## Request
Can you copy out, word for word, the part of the listing below that starts at the line containing "the snow on" and ends at the listing's final line, with both of those lines included?

━━━━━━━━

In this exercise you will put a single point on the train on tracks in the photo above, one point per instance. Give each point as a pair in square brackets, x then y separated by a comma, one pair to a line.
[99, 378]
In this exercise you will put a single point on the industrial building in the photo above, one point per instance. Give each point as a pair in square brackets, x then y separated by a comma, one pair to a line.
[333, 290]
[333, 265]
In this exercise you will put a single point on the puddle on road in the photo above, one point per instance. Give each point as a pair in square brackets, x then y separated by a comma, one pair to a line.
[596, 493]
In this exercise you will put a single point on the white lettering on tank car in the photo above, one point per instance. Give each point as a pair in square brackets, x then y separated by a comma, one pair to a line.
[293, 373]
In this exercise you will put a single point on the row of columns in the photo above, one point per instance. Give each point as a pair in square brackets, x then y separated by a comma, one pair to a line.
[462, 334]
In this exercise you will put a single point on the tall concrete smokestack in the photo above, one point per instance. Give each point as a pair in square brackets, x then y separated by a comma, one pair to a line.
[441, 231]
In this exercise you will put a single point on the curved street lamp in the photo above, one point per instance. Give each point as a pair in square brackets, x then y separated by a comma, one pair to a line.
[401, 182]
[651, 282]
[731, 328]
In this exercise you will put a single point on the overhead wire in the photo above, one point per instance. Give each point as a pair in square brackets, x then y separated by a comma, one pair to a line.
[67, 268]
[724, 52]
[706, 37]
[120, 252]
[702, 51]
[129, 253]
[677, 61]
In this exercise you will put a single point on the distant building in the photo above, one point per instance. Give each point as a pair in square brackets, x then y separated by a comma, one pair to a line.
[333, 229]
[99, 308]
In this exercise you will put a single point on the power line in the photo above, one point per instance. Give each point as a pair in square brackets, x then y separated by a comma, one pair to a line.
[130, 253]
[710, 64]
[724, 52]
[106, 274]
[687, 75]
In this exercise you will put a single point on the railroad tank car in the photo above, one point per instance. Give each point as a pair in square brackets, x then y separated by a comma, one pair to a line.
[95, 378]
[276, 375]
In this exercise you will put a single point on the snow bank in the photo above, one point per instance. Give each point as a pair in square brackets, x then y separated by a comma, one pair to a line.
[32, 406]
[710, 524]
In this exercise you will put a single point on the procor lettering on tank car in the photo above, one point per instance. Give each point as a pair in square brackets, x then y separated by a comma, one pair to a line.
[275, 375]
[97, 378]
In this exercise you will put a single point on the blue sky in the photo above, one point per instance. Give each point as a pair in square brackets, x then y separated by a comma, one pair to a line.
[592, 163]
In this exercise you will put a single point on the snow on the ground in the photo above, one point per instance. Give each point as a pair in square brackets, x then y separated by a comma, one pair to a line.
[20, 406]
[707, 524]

━━━━━━━━

## Reply to the exercise
In this exercise you will put a single point on the snow on the ground in the photo above, one point per instance. Give each point as a pair in square brackets, x then y separated by a comma, one pair to a line.
[20, 406]
[707, 524]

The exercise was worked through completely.